**Assigned task**. The whole listing below must be printed again exactly, images excluded.

**Record extracts**.
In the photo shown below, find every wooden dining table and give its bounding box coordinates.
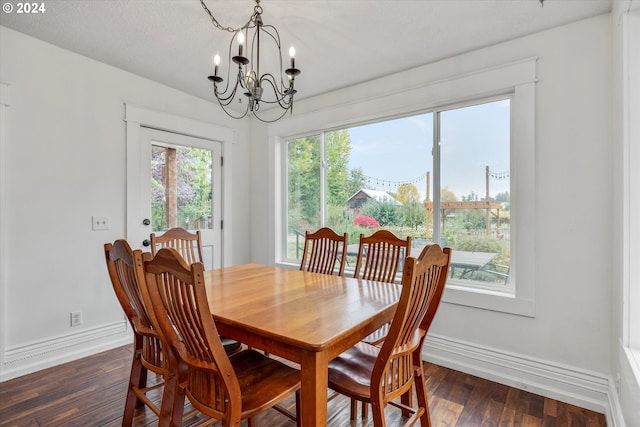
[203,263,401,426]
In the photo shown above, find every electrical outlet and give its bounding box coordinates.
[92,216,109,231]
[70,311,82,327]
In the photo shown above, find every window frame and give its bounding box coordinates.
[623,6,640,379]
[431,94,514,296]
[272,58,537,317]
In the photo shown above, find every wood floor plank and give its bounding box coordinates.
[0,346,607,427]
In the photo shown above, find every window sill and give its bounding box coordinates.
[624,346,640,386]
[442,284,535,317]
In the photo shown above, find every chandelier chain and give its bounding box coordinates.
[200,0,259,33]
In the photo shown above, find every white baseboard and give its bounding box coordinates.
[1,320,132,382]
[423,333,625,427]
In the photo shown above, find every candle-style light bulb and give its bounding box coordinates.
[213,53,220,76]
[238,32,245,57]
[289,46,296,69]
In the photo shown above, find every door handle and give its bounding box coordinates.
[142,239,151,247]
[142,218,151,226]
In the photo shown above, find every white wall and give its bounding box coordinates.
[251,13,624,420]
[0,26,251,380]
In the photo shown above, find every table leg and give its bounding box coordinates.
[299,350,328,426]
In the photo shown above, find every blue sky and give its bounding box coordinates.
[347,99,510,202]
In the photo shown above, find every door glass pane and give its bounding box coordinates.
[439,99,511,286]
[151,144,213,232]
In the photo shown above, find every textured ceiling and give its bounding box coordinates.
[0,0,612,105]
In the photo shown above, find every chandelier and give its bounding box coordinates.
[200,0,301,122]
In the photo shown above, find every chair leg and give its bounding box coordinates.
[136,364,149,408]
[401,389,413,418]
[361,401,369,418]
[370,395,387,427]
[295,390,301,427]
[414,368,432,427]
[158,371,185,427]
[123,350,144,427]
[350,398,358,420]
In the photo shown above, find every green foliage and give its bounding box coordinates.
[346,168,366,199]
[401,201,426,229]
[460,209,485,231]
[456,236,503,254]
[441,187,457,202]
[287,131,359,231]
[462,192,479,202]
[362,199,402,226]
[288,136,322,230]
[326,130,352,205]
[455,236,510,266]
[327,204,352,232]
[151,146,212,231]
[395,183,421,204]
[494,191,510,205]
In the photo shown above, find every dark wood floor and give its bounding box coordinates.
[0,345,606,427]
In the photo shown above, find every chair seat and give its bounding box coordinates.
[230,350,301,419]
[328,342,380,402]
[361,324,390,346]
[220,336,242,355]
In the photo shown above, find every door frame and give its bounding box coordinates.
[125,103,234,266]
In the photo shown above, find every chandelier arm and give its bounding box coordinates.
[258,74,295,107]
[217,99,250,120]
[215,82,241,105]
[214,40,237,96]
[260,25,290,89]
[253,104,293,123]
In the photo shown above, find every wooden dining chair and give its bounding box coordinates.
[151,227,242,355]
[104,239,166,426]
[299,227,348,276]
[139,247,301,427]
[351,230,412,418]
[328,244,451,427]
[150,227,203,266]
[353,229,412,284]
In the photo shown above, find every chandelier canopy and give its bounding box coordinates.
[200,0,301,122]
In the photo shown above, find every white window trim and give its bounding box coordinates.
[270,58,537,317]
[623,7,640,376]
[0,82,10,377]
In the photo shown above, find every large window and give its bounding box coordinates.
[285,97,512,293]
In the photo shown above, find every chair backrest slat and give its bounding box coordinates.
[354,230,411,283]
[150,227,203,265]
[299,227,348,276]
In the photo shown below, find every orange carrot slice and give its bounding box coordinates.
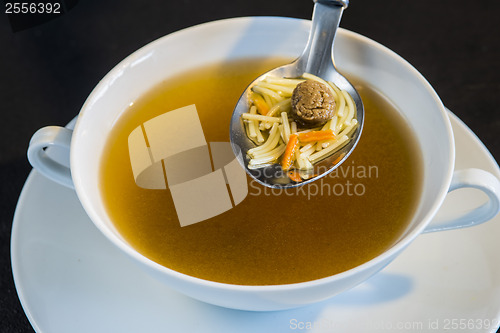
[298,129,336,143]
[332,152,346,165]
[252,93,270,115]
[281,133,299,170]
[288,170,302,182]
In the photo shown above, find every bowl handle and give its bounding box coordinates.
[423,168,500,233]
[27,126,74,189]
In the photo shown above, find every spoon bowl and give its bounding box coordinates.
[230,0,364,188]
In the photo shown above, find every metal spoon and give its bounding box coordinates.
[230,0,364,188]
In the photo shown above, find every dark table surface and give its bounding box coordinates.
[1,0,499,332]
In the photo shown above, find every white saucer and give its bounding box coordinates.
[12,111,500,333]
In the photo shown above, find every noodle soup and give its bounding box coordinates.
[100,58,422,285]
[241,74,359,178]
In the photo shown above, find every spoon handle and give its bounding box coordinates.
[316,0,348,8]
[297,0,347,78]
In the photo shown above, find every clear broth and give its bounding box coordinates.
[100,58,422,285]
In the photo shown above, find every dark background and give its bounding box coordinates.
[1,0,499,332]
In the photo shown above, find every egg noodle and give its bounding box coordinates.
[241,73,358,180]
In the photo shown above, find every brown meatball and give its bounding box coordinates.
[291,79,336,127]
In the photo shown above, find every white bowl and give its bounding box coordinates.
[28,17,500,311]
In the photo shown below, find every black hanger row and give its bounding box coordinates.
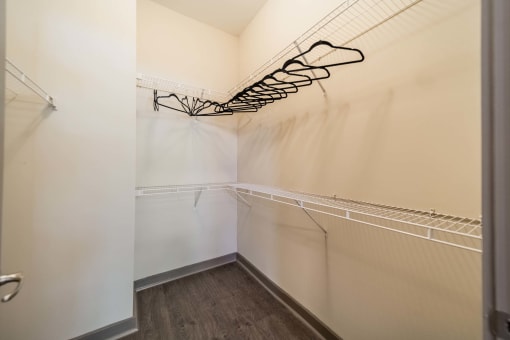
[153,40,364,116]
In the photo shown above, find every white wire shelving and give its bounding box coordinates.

**Output for this task**.
In the photo shown below, find every wooden dining table and give its bounding box coordinates.
[203,263,401,426]
In the photo shown above, find every electrical outlet and give its bounding box coordinates.
[92,216,109,231]
[70,311,82,327]
In the photo shown above, find every window frame and give its bounding box coordinates.
[623,6,640,379]
[431,94,514,296]
[272,58,537,317]
In the photo shown above, find every wood floor plank and give its bounding box coordinates.
[0,346,607,427]
In the photo shown above, find every window sill and give its bounding box coordinates.
[624,346,640,386]
[442,284,535,317]
In the photo shown above, find every chandelier chain and give its bounding box coordinates.
[200,0,259,33]
In the photo shown above, find every white baseboard and give its bounding box coordinates.
[1,320,132,382]
[423,333,625,427]
In the photo shown above, find every candle-style light bulb and give its bounding box coordinates.
[213,53,220,76]
[238,32,245,57]
[289,46,296,69]
In the photo shown above, find every door handle and give its bounding box coordinates.
[142,239,151,247]
[142,218,151,226]
In the photo shown above, find every white wall and give its bounding box coordinates.
[251,13,624,420]
[0,26,251,380]
In the photo shown above, find every table leg and give its bounding box coordinates.
[299,350,328,426]
In the photo shown above, find every blue sky and give its bounding box coordinates.
[347,99,510,202]
In the photo shown above, find every door glass pane and give its bounding box coordinates.
[439,99,511,286]
[151,144,213,232]
In the photo shown above, find every textured ceiling and give its bounding box coordinates.
[0,0,612,105]
In the photo shown above, find every chandelier and give its bounding box coordinates.
[200,0,301,122]
In the photo shown above, find every chair leg and give its bounding box coordinates.
[136,364,149,408]
[401,389,413,418]
[361,401,369,418]
[370,395,387,427]
[295,390,301,427]
[414,368,432,427]
[158,371,185,427]
[123,350,144,427]
[350,398,358,420]
In the photo shown above, find every green foliage and give its bounding box coordinates.
[346,168,366,199]
[401,201,426,229]
[460,209,485,231]
[456,236,503,254]
[441,187,457,202]
[287,131,359,231]
[462,192,479,202]
[362,199,402,226]
[288,136,322,230]
[326,130,352,205]
[455,236,510,266]
[327,204,352,232]
[151,146,212,231]
[395,183,421,204]
[494,191,510,205]
In the photo shown above, find every dark wood floor and give its bounding box coordinates.
[0,345,606,427]
In the photo shown above, find every chair seat and give its bounding box coordinates.
[230,350,301,419]
[328,342,380,402]
[361,324,390,346]
[220,336,242,355]
In the photo shown above, find every door frame and give its bounding box coordinates.
[125,103,234,266]
In the photo shown above, find every chandelier arm and give its bounding box coordinates.
[258,74,295,107]
[217,99,250,120]
[215,82,241,105]
[214,40,237,96]
[260,25,290,89]
[253,104,293,123]
In the photo shown above, find every wooden dining chair and give its bounding box coordinates.
[151,227,242,355]
[104,239,166,426]
[299,227,348,276]
[139,247,301,427]
[351,230,412,418]
[328,244,451,427]
[150,227,203,266]
[353,229,412,284]
In the photo shown above, find every chandelier canopy and give its bounding box coordinates.
[200,0,301,122]
In the photo shown above, find every white window trim and give its bounding box coordinates.
[270,58,537,317]
[623,7,640,376]
[0,82,10,377]
In the photo shown above, find every large window and give its bounding box coordinates.
[285,97,512,293]
In the photo shown above, find every chair backrest slat and give its bounding box coordinates.
[354,230,411,283]
[150,227,203,265]
[299,227,348,276]
In the photo shown below, find every orange carrot slice and give its bounding box coordinates.
[298,129,336,143]
[332,152,346,165]
[252,93,270,115]
[281,133,299,170]
[288,170,302,182]
In the photo shown above, find every bowl handle and give its bounding box coordinates.
[423,168,500,233]
[27,126,74,189]
In the photo shown above, find every spoon bowl and give its bounding box coordinates.
[230,0,364,188]
In the photo shown above, find every metal spoon and give its bounding box coordinates.
[230,0,364,188]
In the photo shown above, find every dark table surface and give its bounding box coordinates.
[1,0,499,332]
In the photo shown above, find every white saucer and give its bounding box coordinates.
[12,111,500,333]
In the photo shown above, find every noodle soup and give its bounding box coordinates.
[100,58,422,285]
[241,74,359,178]
In the photo shown above, find every spoon handle and give its bounding box coordinates.
[316,0,348,8]
[297,0,347,78]
In the photo shown above, find every clear broth and give its bounding box coordinates.
[100,58,422,285]
In the photo shown above, find every dark background and give its bounding box coordinates.
[1,0,499,332]
In the photo shown above, find every egg noodle and give its bounding box coordinates.
[241,73,358,180]
In the photo shown above, find every brown meatball and give its bounding box coordinates.
[291,79,336,127]
In the photo shown above, find every white bowl and give its bounding box coordinates.
[28,17,500,311]
In the photo shown below, find every black hanger row and give its bounding box coordinates.
[153,40,364,116]
In the photo shown above, find every white wire shelving and give its bounding box coordinates.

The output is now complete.